Count the lines in the data below that contain the word "green" and report only that number.

◆ Data supplied:
** Start **
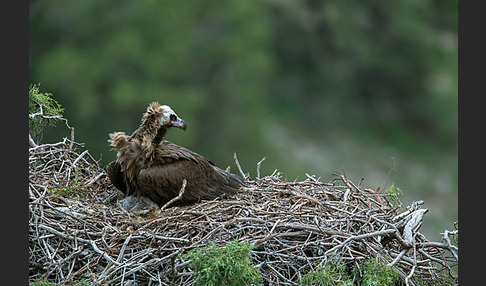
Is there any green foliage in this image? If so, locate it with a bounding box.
[29,279,57,286]
[186,240,261,286]
[300,257,399,286]
[29,84,64,142]
[300,261,353,286]
[360,258,399,286]
[29,279,93,286]
[49,171,84,198]
[385,182,403,206]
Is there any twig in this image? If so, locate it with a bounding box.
[258,156,267,180]
[233,153,246,179]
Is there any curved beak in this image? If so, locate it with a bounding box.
[171,119,187,131]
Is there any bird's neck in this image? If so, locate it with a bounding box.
[130,118,160,140]
[152,126,169,146]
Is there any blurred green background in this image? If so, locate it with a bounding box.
[29,0,458,240]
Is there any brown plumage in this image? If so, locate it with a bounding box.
[107,103,243,206]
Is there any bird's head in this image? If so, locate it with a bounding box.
[108,132,129,151]
[158,105,187,131]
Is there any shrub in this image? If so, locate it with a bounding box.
[361,258,398,286]
[300,261,353,286]
[29,84,64,142]
[186,240,262,286]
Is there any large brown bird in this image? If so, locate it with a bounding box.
[107,102,243,209]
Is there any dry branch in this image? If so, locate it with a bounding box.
[29,135,458,285]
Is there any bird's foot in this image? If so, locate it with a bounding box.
[119,196,158,214]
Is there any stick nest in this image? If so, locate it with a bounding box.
[29,136,458,285]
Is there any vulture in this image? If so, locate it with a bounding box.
[107,102,243,207]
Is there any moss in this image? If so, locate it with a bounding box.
[361,258,399,286]
[186,240,262,286]
[300,261,353,286]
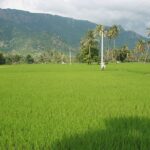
** End **
◆ Exercise result: 2